[Records provided — start]

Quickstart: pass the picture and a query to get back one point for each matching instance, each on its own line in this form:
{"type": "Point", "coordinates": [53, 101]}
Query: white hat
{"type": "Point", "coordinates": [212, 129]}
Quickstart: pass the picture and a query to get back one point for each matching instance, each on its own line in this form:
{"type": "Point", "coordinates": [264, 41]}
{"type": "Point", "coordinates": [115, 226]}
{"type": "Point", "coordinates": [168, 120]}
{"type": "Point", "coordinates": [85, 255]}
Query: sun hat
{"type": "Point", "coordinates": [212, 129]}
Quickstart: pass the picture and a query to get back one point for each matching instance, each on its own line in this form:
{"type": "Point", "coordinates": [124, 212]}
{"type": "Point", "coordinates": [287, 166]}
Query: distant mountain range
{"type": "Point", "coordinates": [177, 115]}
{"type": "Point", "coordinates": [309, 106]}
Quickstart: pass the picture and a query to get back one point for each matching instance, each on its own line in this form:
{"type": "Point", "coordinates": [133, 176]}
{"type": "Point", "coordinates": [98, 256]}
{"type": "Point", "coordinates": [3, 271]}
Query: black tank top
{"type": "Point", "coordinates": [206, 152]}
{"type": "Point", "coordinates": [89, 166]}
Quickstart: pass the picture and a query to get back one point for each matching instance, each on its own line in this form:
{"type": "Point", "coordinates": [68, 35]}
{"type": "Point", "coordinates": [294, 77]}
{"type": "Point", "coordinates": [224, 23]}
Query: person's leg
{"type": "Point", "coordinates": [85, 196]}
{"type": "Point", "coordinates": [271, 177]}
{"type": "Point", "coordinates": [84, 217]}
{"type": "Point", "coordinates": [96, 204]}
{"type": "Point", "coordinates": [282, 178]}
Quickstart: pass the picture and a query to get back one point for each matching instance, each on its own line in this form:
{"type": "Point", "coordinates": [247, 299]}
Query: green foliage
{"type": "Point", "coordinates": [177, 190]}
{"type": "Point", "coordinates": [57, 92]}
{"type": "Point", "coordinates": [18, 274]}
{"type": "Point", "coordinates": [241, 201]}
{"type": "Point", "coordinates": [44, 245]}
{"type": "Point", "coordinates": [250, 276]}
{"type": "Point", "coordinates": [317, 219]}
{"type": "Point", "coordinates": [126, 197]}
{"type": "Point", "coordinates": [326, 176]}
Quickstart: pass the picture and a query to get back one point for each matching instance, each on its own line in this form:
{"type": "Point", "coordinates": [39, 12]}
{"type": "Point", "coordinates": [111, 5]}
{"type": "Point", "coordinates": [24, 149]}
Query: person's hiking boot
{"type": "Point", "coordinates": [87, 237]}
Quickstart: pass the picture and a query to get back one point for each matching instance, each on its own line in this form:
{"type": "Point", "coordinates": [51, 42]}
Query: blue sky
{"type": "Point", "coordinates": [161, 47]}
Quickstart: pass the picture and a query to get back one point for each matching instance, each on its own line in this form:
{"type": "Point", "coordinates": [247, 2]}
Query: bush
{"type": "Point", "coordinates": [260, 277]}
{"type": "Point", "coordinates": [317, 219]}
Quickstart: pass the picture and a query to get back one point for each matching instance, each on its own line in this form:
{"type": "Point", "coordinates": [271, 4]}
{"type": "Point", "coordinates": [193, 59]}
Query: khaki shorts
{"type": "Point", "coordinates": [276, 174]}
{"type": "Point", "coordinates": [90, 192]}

[Records provided — finish]

*What to work on:* Each record must be reproduced exactly. Keep every one.

*Answer space:*
Quickstart: pass the picture and a query to get back one point for each matching instance, each on its own line in this form:
{"type": "Point", "coordinates": [53, 101]}
Query: white hat
{"type": "Point", "coordinates": [212, 129]}
Quickstart: pass the picture and a query to get back one point for each matching instance, each on its own line in this form:
{"type": "Point", "coordinates": [264, 41]}
{"type": "Point", "coordinates": [115, 226]}
{"type": "Point", "coordinates": [168, 120]}
{"type": "Point", "coordinates": [85, 255]}
Query: sun hat
{"type": "Point", "coordinates": [212, 129]}
Quickstart: pass the picture and a query to get back one point for each matching instance, each on its own line in this form:
{"type": "Point", "coordinates": [124, 212]}
{"type": "Point", "coordinates": [287, 166]}
Query: distant mountain range
{"type": "Point", "coordinates": [177, 115]}
{"type": "Point", "coordinates": [309, 106]}
Quickstart: pass the picture and a query to get back one point for each matching instance, each on its own line in this form:
{"type": "Point", "coordinates": [133, 176]}
{"type": "Point", "coordinates": [98, 256]}
{"type": "Point", "coordinates": [3, 271]}
Query: black tank top
{"type": "Point", "coordinates": [206, 152]}
{"type": "Point", "coordinates": [89, 166]}
Quickstart: pass the picture and a query to get back one point for each matching instance, each on its own line in this form:
{"type": "Point", "coordinates": [68, 35]}
{"type": "Point", "coordinates": [294, 77]}
{"type": "Point", "coordinates": [224, 23]}
Query: person's leg
{"type": "Point", "coordinates": [85, 196]}
{"type": "Point", "coordinates": [271, 177]}
{"type": "Point", "coordinates": [84, 217]}
{"type": "Point", "coordinates": [96, 204]}
{"type": "Point", "coordinates": [282, 178]}
Quickstart: pass the picture and a query to get back one point for each matching instance, each on its own line in this form:
{"type": "Point", "coordinates": [247, 299]}
Query: green foliage
{"type": "Point", "coordinates": [177, 190]}
{"type": "Point", "coordinates": [57, 92]}
{"type": "Point", "coordinates": [18, 274]}
{"type": "Point", "coordinates": [241, 201]}
{"type": "Point", "coordinates": [44, 245]}
{"type": "Point", "coordinates": [250, 276]}
{"type": "Point", "coordinates": [317, 219]}
{"type": "Point", "coordinates": [126, 197]}
{"type": "Point", "coordinates": [326, 176]}
Quickstart: pass the picture and a query to get back one point for each matching instance, each on its own line in this form:
{"type": "Point", "coordinates": [39, 12]}
{"type": "Point", "coordinates": [111, 5]}
{"type": "Point", "coordinates": [24, 149]}
Query: person's hiking boot
{"type": "Point", "coordinates": [87, 237]}
Quickstart: pass the picture and a query to get back one point for each matching instance, each on its own line in this form:
{"type": "Point", "coordinates": [51, 42]}
Query: blue sky
{"type": "Point", "coordinates": [161, 47]}
Quickstart: pass the picture and a query to get back one point for each matching instance, each on its own line in this form:
{"type": "Point", "coordinates": [247, 2]}
Query: bush
{"type": "Point", "coordinates": [260, 277]}
{"type": "Point", "coordinates": [317, 219]}
Quickstart: pass the picture and a query to get back one point for each matching instance, each on its own line in this form:
{"type": "Point", "coordinates": [271, 4]}
{"type": "Point", "coordinates": [193, 59]}
Query: khaki shorts
{"type": "Point", "coordinates": [276, 174]}
{"type": "Point", "coordinates": [90, 192]}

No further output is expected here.